═══ Data shown ═══
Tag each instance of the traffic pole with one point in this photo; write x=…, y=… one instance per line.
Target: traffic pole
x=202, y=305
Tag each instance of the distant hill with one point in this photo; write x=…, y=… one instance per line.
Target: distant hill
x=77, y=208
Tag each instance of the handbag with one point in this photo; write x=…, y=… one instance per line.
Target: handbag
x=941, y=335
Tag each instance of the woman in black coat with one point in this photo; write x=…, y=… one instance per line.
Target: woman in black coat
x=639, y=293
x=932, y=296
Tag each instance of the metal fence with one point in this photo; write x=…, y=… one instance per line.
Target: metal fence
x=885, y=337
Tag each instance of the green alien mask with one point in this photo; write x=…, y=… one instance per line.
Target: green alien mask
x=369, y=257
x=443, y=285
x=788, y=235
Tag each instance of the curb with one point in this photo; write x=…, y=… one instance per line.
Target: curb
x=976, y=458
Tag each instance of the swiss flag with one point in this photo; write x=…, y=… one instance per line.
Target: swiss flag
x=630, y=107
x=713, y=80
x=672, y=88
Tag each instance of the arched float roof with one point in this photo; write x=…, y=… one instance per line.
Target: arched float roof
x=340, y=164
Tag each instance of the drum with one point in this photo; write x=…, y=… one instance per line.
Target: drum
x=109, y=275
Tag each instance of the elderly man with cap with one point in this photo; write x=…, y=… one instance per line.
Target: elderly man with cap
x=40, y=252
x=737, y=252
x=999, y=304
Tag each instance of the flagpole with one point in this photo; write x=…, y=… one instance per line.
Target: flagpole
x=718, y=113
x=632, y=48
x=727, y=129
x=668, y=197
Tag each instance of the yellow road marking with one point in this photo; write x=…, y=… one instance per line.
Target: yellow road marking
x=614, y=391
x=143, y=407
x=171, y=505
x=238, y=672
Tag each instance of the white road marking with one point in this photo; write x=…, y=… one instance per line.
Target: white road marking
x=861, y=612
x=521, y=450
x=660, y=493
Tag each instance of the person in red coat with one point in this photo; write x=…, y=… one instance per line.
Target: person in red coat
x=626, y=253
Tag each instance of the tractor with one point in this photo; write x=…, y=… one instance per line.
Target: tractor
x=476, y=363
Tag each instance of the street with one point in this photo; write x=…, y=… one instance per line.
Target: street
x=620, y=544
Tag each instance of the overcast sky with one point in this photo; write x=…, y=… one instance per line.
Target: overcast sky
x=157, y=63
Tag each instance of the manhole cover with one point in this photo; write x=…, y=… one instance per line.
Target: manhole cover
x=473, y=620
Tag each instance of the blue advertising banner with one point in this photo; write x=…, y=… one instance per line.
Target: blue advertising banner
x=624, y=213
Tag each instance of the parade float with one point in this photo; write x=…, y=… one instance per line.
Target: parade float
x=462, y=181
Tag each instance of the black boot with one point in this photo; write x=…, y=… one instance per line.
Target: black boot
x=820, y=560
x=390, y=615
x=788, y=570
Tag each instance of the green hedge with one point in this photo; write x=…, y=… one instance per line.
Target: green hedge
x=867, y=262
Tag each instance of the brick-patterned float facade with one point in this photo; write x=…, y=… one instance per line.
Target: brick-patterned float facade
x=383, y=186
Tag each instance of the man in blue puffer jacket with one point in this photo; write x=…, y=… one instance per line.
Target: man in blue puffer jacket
═══
Whenever a line of the entries contains the string "jacket", copy that line.

Tag each instance of the man in blue puffer jacket with one point in this photo; write x=…, y=… one instance per line.
Target: man in blue puffer jacket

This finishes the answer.